■ Страница ■
******************************

В Большом театре и Метрополитен-опера. Годы жизни в Москве и Нью-Йорке. - Артур Штильман
Шрифт:
Интервал:
Закладка:
Нужно сказать, что работа в театре сразу оказалась довольно утомительной. В утреннее время обычно, как и во всех театрах и симфонических оркестрах, проводились репетиции, а вечером – спектакли. Между тем и другим я успевал сыграть на концертах Московской Филармонии – в школах, институтах, часто и в больших концертных залах. Тут было всё – школьные концерты-лекции, концерты, посвящённые какому-либо композитору, тематические концерты, участие в концертах каких-нибудь «суперзвезд» по тогдашней московской шкале – например Магомаева или Лилии Гриценко. Я не отказывался ни от чего. Не из жадности, понятно. Просто я любил выходить на эстраду. Правда, в Филармонии существовали свои, довольно серьёзные требования: весь исполняемый репертуар должен был всегда играться наизусть. Никаких нот! Но зато я всегда был в хорошей форме, и выйти на эстраду с требуемым репертуаром или сыграть при необходимости балетное соло для меня не было проблемой. В Филармонии ко мне относились прекрасно, и я всегда там много играл, в последний раз даже выступив за три недели до отлёта из Москвы в эмиграцию в ноябре 1979 года.

******************************

Записи из набора точечной разметки:
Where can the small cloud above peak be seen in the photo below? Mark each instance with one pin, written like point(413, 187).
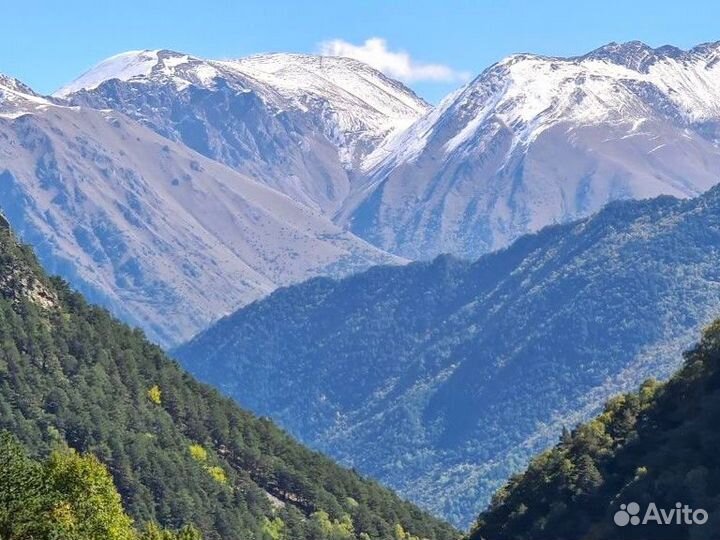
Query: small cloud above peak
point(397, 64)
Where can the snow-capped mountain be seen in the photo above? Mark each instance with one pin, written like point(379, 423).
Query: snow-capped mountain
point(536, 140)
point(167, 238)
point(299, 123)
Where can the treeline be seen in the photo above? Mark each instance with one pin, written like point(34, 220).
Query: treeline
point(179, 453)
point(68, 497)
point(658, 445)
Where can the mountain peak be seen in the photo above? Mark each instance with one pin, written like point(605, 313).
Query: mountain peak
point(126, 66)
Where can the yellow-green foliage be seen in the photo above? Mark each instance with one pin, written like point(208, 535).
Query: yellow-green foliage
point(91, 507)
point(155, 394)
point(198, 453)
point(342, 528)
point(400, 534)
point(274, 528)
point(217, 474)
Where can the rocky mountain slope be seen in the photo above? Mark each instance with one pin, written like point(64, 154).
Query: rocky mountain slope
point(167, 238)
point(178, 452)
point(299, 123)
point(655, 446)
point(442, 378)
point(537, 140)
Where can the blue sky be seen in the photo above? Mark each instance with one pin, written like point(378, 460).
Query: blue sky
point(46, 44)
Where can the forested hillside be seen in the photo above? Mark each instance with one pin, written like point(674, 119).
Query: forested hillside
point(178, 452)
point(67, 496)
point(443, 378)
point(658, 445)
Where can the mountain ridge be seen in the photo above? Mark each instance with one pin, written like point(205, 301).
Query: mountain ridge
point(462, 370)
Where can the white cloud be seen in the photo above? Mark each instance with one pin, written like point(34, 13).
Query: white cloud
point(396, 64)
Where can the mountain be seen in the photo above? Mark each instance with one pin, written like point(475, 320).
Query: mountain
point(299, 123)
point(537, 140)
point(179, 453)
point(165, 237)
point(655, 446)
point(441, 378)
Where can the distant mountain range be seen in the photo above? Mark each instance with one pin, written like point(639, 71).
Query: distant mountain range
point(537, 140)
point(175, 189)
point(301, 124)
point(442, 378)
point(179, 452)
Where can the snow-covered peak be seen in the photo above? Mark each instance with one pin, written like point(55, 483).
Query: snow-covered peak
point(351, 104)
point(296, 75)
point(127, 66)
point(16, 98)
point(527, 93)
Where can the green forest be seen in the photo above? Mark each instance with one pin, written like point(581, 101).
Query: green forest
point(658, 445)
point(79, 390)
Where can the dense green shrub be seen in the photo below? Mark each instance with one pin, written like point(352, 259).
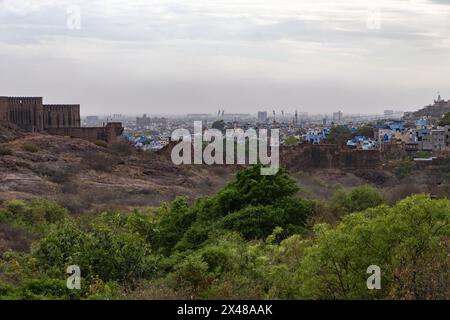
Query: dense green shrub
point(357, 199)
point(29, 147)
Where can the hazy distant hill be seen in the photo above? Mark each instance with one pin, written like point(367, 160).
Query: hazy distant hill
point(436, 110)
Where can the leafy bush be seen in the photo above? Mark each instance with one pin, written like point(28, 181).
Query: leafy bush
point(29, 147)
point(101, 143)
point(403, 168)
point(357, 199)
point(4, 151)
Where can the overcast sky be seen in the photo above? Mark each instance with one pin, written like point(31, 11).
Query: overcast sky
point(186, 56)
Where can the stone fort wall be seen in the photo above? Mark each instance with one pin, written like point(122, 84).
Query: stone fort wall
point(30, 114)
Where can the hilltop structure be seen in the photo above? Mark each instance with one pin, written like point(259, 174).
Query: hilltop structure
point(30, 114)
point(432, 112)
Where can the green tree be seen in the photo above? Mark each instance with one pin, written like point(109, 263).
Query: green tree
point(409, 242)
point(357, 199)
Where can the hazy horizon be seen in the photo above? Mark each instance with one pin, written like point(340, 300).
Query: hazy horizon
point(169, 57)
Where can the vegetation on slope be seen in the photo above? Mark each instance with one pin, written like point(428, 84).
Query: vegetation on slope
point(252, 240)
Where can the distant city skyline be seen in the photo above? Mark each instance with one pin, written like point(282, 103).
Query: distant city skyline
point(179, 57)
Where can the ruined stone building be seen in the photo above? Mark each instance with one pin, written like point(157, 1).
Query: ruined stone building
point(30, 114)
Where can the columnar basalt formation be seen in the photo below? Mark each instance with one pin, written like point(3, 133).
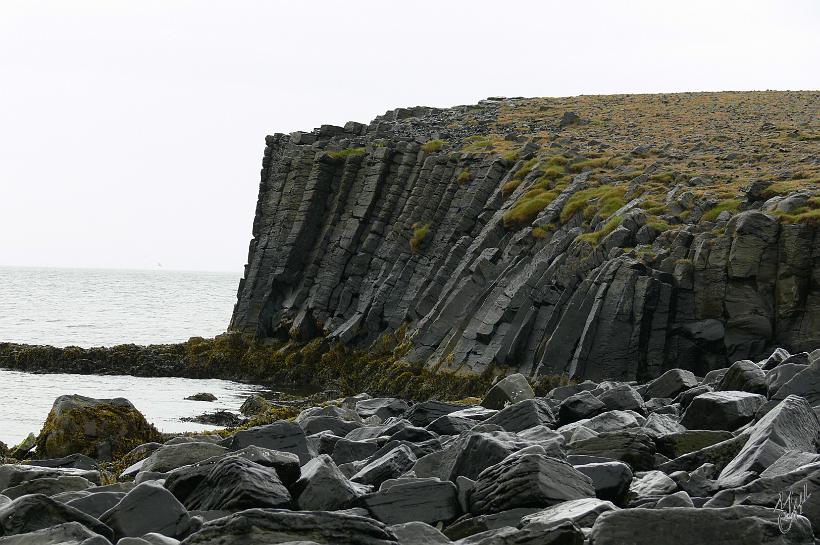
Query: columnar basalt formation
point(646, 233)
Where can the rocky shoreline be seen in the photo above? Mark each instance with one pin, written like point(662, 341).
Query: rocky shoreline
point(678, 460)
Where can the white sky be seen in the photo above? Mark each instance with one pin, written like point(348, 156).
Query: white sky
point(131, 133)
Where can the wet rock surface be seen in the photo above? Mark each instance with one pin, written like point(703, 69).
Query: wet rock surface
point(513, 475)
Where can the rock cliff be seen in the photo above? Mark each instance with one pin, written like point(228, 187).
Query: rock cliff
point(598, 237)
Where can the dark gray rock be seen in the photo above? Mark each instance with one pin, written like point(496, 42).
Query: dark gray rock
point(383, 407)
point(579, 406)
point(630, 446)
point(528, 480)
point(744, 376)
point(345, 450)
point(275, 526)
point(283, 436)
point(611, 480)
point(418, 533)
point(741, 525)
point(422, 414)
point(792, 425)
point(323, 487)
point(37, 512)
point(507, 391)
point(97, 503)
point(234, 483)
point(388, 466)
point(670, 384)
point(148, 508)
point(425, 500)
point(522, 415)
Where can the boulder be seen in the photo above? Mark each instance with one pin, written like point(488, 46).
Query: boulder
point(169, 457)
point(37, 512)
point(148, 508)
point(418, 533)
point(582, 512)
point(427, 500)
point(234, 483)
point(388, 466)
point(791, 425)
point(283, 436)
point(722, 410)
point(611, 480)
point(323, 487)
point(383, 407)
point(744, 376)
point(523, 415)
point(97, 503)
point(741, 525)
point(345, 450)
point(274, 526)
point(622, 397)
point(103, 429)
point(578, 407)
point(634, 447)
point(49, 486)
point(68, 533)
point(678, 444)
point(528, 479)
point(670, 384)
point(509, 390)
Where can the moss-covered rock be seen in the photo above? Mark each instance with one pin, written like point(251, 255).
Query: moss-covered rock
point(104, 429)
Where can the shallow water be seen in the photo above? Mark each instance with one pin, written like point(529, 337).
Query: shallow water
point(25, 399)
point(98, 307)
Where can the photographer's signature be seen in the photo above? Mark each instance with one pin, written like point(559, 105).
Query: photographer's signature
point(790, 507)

******************************

■ Предложенное задание 1 ■
Какое требование к исполняемому репертуару существовало в Филармонии согласно отрывку о работе в театре и на концертах?
■ Предложенное задание 2 ■
Продолжите отрывок о работе в театре и на концертах Филармонии с того места, где он обрывается.

■ Ответ на задание 1 ■
Весь исполняемый репертуар всегда нужно было играть наизусть, без нот.

■ Ответ на задание 2 ■
Мне очень нравился мой новый пропуск в театр – красный с гербом и надписью «удостоверение». Это удостоверение всегда производило впечатление на московских милиционеров, довольно часто останавливавших меня, так как я всегда спешил на машине между театром и концертами. Это удостоверение театра не раз спасало многих моих коллег от крупных неприятностей. Власти относились к нему с почтением – всё же Государственный Академический Большой театр Союза ССР. Или как говорили – «правительственный театр». Никаким «правительственным» театр, конечно, не был, он был театром для всех, но правда, что все правительственные концерты проходили только в Большом театре или Кремлёвском дворце съездов при непременном участии оркестра. Так что театр действительно обслуживал все главные правительственные мероприятия.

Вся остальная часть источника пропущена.